**Records for processing**

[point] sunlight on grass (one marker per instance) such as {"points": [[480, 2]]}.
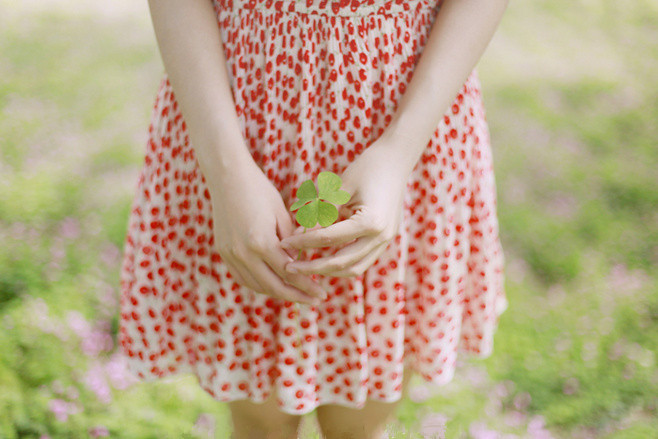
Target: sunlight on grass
{"points": [[570, 93]]}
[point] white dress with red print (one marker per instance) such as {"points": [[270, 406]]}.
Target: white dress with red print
{"points": [[315, 82]]}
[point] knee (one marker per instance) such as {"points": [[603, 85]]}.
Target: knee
{"points": [[262, 421]]}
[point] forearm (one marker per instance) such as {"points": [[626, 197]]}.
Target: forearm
{"points": [[193, 56], [461, 32]]}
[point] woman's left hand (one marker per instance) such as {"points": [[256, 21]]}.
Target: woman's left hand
{"points": [[377, 182]]}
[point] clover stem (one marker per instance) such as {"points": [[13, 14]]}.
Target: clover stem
{"points": [[299, 324]]}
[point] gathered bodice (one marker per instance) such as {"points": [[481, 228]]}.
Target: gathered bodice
{"points": [[330, 7]]}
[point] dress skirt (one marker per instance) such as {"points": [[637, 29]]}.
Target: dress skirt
{"points": [[315, 83]]}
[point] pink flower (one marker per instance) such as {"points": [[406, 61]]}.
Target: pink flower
{"points": [[478, 430], [95, 381], [78, 324], [117, 371], [99, 431], [434, 426]]}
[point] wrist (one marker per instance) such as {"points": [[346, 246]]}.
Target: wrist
{"points": [[223, 164], [401, 148]]}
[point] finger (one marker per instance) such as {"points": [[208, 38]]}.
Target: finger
{"points": [[361, 266], [278, 260], [284, 225], [275, 285], [284, 229], [239, 270], [342, 259], [336, 234]]}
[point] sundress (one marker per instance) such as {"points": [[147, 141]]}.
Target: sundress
{"points": [[315, 83]]}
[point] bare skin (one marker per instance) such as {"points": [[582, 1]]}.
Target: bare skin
{"points": [[196, 66]]}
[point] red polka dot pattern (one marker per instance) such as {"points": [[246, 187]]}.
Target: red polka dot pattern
{"points": [[315, 82]]}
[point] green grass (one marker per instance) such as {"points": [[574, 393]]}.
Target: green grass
{"points": [[570, 94]]}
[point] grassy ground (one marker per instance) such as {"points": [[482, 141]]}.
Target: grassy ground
{"points": [[571, 99]]}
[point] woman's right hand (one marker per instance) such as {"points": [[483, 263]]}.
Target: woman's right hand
{"points": [[247, 214]]}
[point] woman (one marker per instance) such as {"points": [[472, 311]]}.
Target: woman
{"points": [[267, 95]]}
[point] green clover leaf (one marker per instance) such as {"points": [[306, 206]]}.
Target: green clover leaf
{"points": [[319, 207]]}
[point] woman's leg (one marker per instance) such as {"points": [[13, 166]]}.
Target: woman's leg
{"points": [[339, 422], [262, 421]]}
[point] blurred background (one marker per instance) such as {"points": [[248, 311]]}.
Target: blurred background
{"points": [[571, 97]]}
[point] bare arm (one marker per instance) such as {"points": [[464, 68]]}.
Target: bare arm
{"points": [[191, 49], [460, 34]]}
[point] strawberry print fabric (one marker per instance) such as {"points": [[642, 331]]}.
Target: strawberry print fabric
{"points": [[314, 84]]}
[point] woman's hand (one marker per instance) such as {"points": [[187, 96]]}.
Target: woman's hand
{"points": [[377, 183], [248, 213]]}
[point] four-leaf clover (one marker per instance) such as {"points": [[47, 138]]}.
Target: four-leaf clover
{"points": [[312, 208]]}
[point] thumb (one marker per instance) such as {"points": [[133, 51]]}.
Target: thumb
{"points": [[284, 225]]}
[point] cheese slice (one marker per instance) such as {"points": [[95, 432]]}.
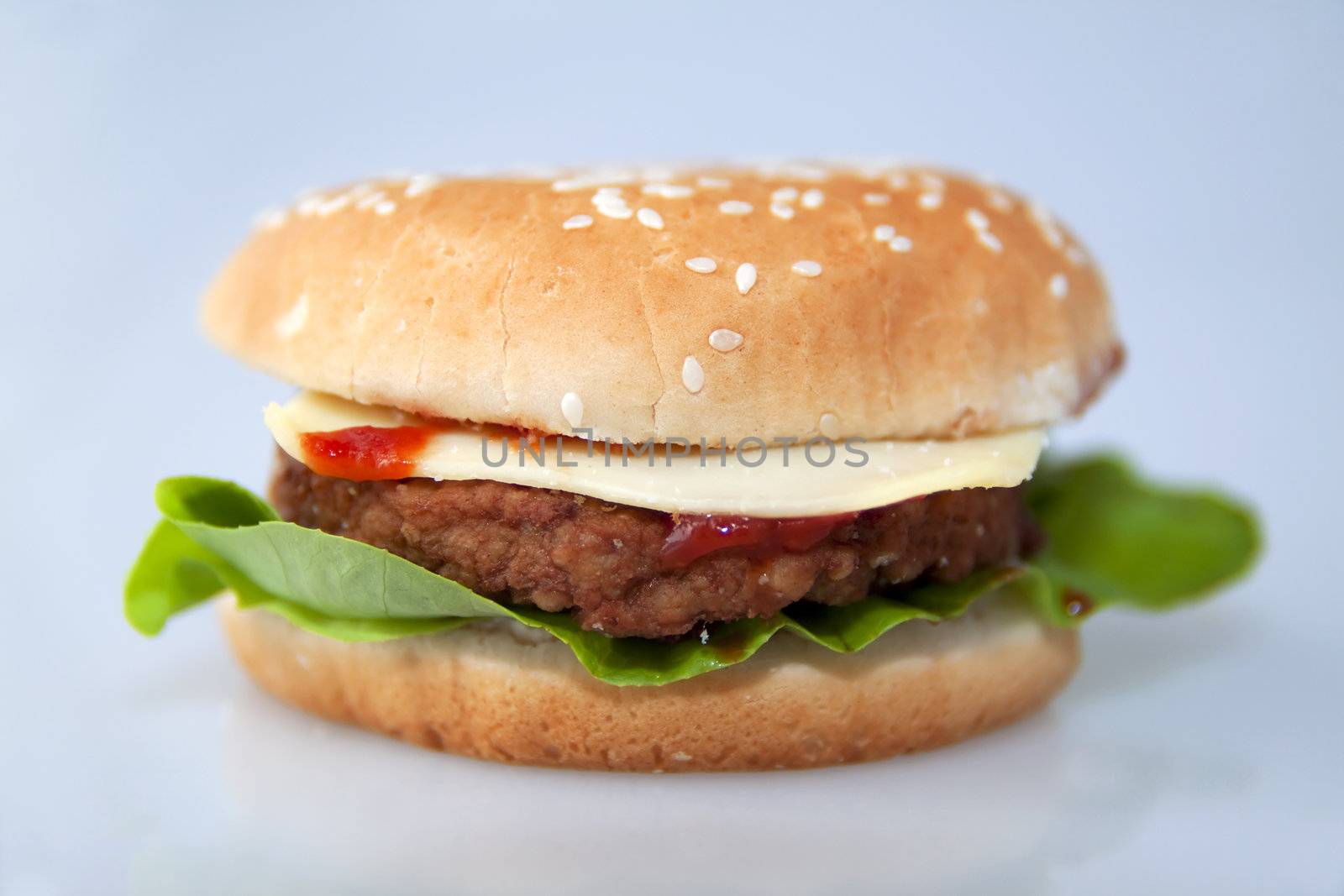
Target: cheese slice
{"points": [[774, 481]]}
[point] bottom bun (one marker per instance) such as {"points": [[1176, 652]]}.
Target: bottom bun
{"points": [[501, 691]]}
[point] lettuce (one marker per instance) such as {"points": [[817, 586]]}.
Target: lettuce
{"points": [[1113, 540]]}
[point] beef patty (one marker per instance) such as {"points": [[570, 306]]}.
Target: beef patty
{"points": [[601, 560]]}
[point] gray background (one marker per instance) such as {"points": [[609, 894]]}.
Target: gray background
{"points": [[1195, 148]]}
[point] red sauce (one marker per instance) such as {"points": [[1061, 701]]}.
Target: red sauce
{"points": [[1077, 604], [694, 537], [365, 453]]}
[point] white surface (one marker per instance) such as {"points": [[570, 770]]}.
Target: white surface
{"points": [[1196, 149]]}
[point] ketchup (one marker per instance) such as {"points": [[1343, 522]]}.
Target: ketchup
{"points": [[694, 537], [365, 453], [1077, 604]]}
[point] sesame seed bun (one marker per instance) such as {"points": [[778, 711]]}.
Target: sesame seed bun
{"points": [[496, 691], [902, 302]]}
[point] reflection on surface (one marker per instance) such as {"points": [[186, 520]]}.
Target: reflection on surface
{"points": [[998, 812]]}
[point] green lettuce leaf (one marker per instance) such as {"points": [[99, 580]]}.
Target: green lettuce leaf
{"points": [[1112, 537]]}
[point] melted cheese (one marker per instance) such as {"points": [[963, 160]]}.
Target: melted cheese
{"points": [[777, 481]]}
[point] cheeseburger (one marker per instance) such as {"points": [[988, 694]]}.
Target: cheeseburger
{"points": [[679, 469]]}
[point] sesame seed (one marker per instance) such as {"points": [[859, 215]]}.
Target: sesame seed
{"points": [[571, 406], [745, 277], [702, 265], [931, 201], [293, 320], [692, 375], [830, 425], [725, 340], [669, 191], [1058, 285], [420, 184]]}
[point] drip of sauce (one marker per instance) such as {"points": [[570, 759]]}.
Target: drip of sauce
{"points": [[730, 647], [694, 537], [365, 453], [1077, 604]]}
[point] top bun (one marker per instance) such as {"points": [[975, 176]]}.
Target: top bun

**What the task requires**
Pictures stay out, but every record above is to be returned exactly.

**Response to this task**
[point] sunlight on grass (one marker per instance) such as {"points": [[480, 2]]}.
Target: sunlight on grass
{"points": [[570, 93]]}
[point] white dress with red print (one marker per instance) such as {"points": [[270, 406]]}.
Target: white dress with red print
{"points": [[315, 82]]}
[point] knee (one marker per instance) such as {"points": [[603, 85]]}.
Target: knee
{"points": [[262, 421]]}
[point] forearm (one marker per instance) such as {"points": [[626, 197]]}.
Target: forearm
{"points": [[193, 56], [461, 32]]}
[point] woman's left hand (one marker per instance) such as {"points": [[256, 21]]}.
Target: woman's left hand
{"points": [[377, 182]]}
[point] clover stem (one marker per instance) such as {"points": [[13, 14]]}.
Target: clover stem
{"points": [[299, 324]]}
[point] gathered bodice (one marker per instance) such as {"points": [[481, 228]]}.
Target: gathered bodice
{"points": [[330, 7]]}
[point] dress skirt (one marker per instance) such as {"points": [[637, 29]]}.
Target: dress skirt
{"points": [[315, 83]]}
[point] pink flower (one marker per instance) such as {"points": [[406, 61]]}.
Target: pink flower
{"points": [[478, 430], [95, 381], [78, 324], [117, 371], [99, 431], [434, 426]]}
[point] wrist (one marker per instance) such as {"points": [[346, 246]]}.
Target: wrist
{"points": [[223, 164], [401, 148]]}
[point] finger (one marker per instance) such as {"points": [[208, 38]]}.
Target: finger
{"points": [[361, 266], [278, 260], [284, 225], [275, 285], [284, 229], [239, 270], [342, 259], [336, 234]]}
[point] sundress (one marker per instance) such as {"points": [[147, 141]]}.
Target: sundress
{"points": [[315, 83]]}
[point] bare skin (one marker per instance) such as {"points": [[582, 1]]}.
Target: bare skin
{"points": [[196, 66]]}
[point] red polka dot pattern (one marker per instance) such as {"points": [[246, 187]]}.
Target: red polka dot pattern
{"points": [[315, 82]]}
[point] green grass (one marker per instance) such as {"points": [[574, 393]]}.
Target: green grass
{"points": [[570, 94]]}
[point] grassy ground (one marker per instance) such as {"points": [[482, 141]]}.
Target: grassy ground
{"points": [[571, 99]]}
[point] woman's right hand (one marker per instance) such as {"points": [[483, 263]]}.
Target: woman's right hand
{"points": [[247, 214]]}
[point] woman (one marker per instance) such as {"points": [[472, 311]]}.
Target: woman
{"points": [[267, 95]]}
[point] green clover leaf (one marker per instance) such as {"points": [[306, 206]]}.
Target: green clover leaf
{"points": [[319, 207]]}
[point] woman's leg (one marker per instance) such as {"points": [[13, 166]]}.
Target: woman's leg
{"points": [[339, 422], [262, 421]]}
[point] blurred background (one marker per instance) such as {"points": [[248, 311]]}.
Target: blurred background
{"points": [[571, 97]]}
[point] bare arm (one marker per instance) such as {"points": [[464, 68]]}.
Target: bare arm
{"points": [[191, 49], [460, 34]]}
[point] strawberry print fabric (one marker per instance) such as {"points": [[642, 331]]}.
Target: strawberry print fabric
{"points": [[314, 84]]}
[point] woman's hand (one marker per instance) such as {"points": [[187, 96]]}.
Target: woman's hand
{"points": [[377, 183], [248, 213]]}
[point] four-leaf clover (one marker per instance) such as {"points": [[47, 138]]}.
Target: four-leaf clover
{"points": [[312, 208]]}
[point] thumb (one marker per instance) such as {"points": [[133, 51]]}.
Target: thumb
{"points": [[284, 225]]}
[point] cheese slice (one marker per instance) such as {"points": [[95, 432]]}.
Target: cheese slice
{"points": [[774, 481]]}
[point] bottom bun (one marker per instance) such as {"points": [[1176, 652]]}.
Target: bottom bun
{"points": [[501, 691]]}
[point] lettuce (one marker per instance) such as {"points": [[817, 586]]}.
Target: lettuce
{"points": [[1113, 540]]}
[point] beef patty (one marker per instance) such as {"points": [[570, 306]]}.
Target: beef patty
{"points": [[601, 560]]}
[point] gray background (one marker per instance) such as {"points": [[609, 894]]}.
Target: gray background
{"points": [[1195, 148]]}
[point] red sauce (one marker per instance) such as {"points": [[1061, 701]]}.
Target: red sauce
{"points": [[1077, 604], [694, 537], [365, 453]]}
[point] white surface (one marker per instance) such as {"points": [[570, 770]]}.
Target: white surface
{"points": [[1196, 149]]}
[point] ketchup (one marker per instance) such as {"points": [[1343, 522]]}.
Target: ketchup
{"points": [[694, 537], [365, 453], [1077, 604]]}
[point] sesame seed bun (one marker per instance) such as {"points": [[778, 711]]}.
Target: sesame seed bun
{"points": [[496, 691], [902, 302]]}
[point] reflection on surface (one marker per instance) such as {"points": [[186, 520]]}.
Target: reflection on surface
{"points": [[998, 812]]}
[point] green lettuce leaf (one marker per instance) such as {"points": [[99, 580]]}.
Target: green lettuce leaf
{"points": [[1112, 537]]}
[point] melted cheese (one marker per instance) such as {"points": [[963, 160]]}.
Target: melted cheese
{"points": [[777, 481]]}
[point] cheeseburger (one marker per instance) such as {"points": [[988, 694]]}.
Target: cheeseburger
{"points": [[679, 469]]}
[point] sesame seed (one marker per instance) such as {"points": [[859, 215]]}.
Target: sesame seed
{"points": [[571, 406], [745, 277], [702, 265], [931, 201], [293, 320], [692, 375], [830, 425], [725, 340], [669, 191], [1058, 285], [420, 184]]}
[point] drip of sauce (one marker per instance) such as {"points": [[570, 759]]}.
Target: drip of sauce
{"points": [[730, 647], [694, 537], [365, 453], [1077, 604]]}
[point] top bun (one marker per instance) such as {"points": [[975, 176]]}.
Target: top bun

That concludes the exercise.